● Direction: Reproduce every one of the entries below, line for line and character for character, with nothing changed.

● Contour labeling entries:
========

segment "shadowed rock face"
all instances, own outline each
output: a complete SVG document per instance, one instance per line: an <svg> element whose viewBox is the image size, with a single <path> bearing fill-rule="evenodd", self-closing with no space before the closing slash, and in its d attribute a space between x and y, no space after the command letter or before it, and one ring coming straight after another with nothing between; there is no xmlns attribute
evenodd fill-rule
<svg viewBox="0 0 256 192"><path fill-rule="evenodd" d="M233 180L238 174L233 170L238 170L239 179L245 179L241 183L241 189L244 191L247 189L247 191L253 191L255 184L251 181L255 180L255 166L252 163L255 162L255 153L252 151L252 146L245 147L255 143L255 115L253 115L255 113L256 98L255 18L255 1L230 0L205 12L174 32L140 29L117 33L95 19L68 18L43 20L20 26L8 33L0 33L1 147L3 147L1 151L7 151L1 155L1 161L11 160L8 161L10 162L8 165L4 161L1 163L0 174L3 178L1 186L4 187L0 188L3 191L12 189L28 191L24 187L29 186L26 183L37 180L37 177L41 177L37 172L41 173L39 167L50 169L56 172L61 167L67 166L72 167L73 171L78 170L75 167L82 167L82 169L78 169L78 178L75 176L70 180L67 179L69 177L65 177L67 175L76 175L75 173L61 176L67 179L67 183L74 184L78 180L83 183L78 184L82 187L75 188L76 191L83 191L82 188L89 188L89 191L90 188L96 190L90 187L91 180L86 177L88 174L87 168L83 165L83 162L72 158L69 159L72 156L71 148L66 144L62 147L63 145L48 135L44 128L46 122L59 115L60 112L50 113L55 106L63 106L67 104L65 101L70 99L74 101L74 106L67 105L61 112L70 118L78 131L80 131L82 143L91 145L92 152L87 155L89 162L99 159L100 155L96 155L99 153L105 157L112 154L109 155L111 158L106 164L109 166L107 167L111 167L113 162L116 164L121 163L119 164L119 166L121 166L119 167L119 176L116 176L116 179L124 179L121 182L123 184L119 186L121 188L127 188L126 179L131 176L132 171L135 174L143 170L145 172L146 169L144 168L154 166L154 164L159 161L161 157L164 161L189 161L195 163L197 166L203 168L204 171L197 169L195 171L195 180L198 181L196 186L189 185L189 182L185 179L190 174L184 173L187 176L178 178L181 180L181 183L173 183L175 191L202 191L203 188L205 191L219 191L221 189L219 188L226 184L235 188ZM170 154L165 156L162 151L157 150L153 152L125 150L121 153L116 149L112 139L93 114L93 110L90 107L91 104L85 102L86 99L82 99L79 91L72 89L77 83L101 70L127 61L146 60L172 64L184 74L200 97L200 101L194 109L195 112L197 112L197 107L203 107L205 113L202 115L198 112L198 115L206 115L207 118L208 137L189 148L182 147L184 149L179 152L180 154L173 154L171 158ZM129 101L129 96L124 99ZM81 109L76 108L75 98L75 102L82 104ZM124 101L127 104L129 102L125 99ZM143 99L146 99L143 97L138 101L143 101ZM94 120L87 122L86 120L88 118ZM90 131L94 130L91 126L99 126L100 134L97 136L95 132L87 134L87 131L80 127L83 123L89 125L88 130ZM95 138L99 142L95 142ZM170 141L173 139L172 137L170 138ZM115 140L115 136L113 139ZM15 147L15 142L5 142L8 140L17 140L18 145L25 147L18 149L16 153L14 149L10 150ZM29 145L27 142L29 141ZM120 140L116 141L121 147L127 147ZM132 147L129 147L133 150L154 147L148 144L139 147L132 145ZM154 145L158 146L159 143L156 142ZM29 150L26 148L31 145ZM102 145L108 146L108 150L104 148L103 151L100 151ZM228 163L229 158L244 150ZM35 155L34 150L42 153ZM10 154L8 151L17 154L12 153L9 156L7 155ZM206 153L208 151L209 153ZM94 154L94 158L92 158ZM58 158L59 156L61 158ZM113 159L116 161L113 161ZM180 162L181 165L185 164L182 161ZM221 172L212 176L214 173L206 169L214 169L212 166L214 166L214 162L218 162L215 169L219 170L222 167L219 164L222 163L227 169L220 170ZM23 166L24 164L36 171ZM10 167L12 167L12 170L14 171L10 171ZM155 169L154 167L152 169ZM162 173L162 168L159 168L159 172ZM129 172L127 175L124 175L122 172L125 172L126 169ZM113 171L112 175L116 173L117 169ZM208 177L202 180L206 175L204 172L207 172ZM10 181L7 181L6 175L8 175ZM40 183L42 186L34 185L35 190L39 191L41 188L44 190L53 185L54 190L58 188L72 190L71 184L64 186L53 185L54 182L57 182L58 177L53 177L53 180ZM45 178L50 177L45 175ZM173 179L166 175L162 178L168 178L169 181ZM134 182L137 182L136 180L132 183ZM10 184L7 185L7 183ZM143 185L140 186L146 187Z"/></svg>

========

● Task answer:
segment "shadowed rock face"
all instances, own outline each
output: a complete SVG document per instance, one instance per line: an <svg> element whose viewBox is the image size, with a single <path> bearing fill-rule="evenodd", self-closing with no space before the closing slash, and in its d attribute a space between x and y, no space after the command letter or before it, and one ring coming straight after another with nothing between; there is no xmlns attribute
evenodd fill-rule
<svg viewBox="0 0 256 192"><path fill-rule="evenodd" d="M233 180L238 174L233 170L238 170L239 179L245 179L241 183L241 189L244 191L247 189L247 191L253 191L255 184L251 181L255 180L255 166L252 163L255 162L255 153L252 151L252 146L245 147L255 143L255 115L253 115L255 113L256 98L255 18L255 1L230 0L205 12L174 32L140 29L117 33L95 19L68 18L43 20L20 26L8 33L0 33L1 147L3 147L1 151L7 151L1 155L1 161L11 160L8 161L10 162L8 165L4 161L1 163L0 174L3 178L1 186L4 187L0 188L3 191L12 189L28 191L24 187L29 186L26 183L37 180L37 177L41 177L37 172L41 173L39 167L50 169L56 172L61 167L67 166L72 167L73 171L78 170L75 167L82 167L82 169L78 169L78 178L75 176L70 180L67 179L69 177L65 177L67 175L76 175L75 173L61 176L67 179L67 183L74 184L78 180L83 183L78 184L82 187L75 188L76 191L83 191L82 188L89 188L89 191L90 188L96 190L90 187L91 180L86 177L88 174L87 168L83 165L83 162L72 158L69 159L72 156L71 148L66 144L62 147L63 145L48 135L44 128L46 122L59 115L60 112L50 113L55 106L63 106L67 104L65 101L70 99L74 101L74 106L67 105L61 112L70 118L78 131L80 131L82 143L91 145L92 152L87 155L89 162L99 159L100 155L96 155L99 153L105 157L112 154L109 155L111 158L106 164L109 166L107 167L111 167L113 162L116 164L121 163L119 164L119 166L121 166L119 167L119 176L116 176L116 179L124 179L121 182L123 184L119 186L121 188L127 188L126 179L131 176L132 171L135 174L143 170L145 172L146 169L144 168L154 166L154 164L159 161L161 157L164 161L189 161L195 163L197 166L203 168L204 171L197 169L195 171L195 180L198 181L196 186L189 185L189 182L185 179L190 174L184 173L187 176L178 178L181 180L181 183L173 183L175 191L202 191L203 188L205 191L219 191L221 189L219 188L226 184L235 188ZM170 154L165 156L162 151L157 150L153 152L125 150L121 153L116 149L112 139L93 114L93 110L90 107L91 104L85 102L86 99L82 99L79 91L72 89L77 83L101 70L127 61L146 60L172 64L184 74L200 97L200 101L194 109L195 112L197 112L197 107L203 107L205 113L202 115L198 112L198 115L206 115L207 118L208 137L189 148L182 147L184 149L179 152L180 154L173 154L171 158ZM129 101L129 96L124 99ZM81 109L76 108L75 98L75 102L82 104ZM124 101L127 104L129 102L125 99ZM143 99L146 99L143 97L138 101L143 101ZM94 120L87 122L86 120L88 118ZM90 131L94 130L91 126L99 126L100 134L97 136L95 132L87 134L87 131L80 127L83 123L89 125L88 130ZM95 138L99 142L95 142ZM170 141L173 139L172 137L170 138ZM115 140L115 136L113 139ZM15 147L15 142L5 142L8 140L17 140L18 145L25 147L18 149L16 153L14 149L10 150ZM29 145L27 142L29 141ZM120 140L116 141L121 147L127 147ZM132 147L129 147L133 150L154 147L148 144L139 147L132 145ZM154 145L158 146L159 143L156 142ZM29 150L26 148L31 145ZM102 145L108 146L108 150L104 148L103 151L100 151ZM228 163L229 158L244 150ZM35 155L34 150L42 153ZM10 154L8 151L17 154L12 153L9 156L7 155ZM206 153L208 151L209 153ZM94 154L94 158L92 158ZM58 158L59 156L61 158ZM113 159L116 161L113 161ZM180 162L181 165L185 164L182 161ZM221 172L212 176L214 173L206 169L214 169L212 166L214 166L214 162L218 162L215 169L219 170L222 167L219 164L222 163L227 169L220 170ZM23 166L24 164L36 171ZM10 167L12 167L12 170L14 171L10 171ZM155 169L154 167L152 169ZM162 173L162 168L159 168L159 172ZM129 172L127 175L124 175L122 172L125 172L126 169ZM113 171L112 175L116 173L117 169ZM208 177L202 180L206 175L204 172L207 172ZM10 181L7 181L6 175L8 175ZM40 183L42 186L34 185L35 190L39 191L41 188L44 190L53 185L54 190L58 188L72 190L71 184L64 186L53 185L54 182L57 182L58 177L53 177L53 180ZM45 178L50 177L45 175ZM173 179L166 175L162 178L168 178L169 181ZM134 182L137 182L136 180L132 183ZM10 184L7 185L7 183ZM143 185L140 186L146 187Z"/></svg>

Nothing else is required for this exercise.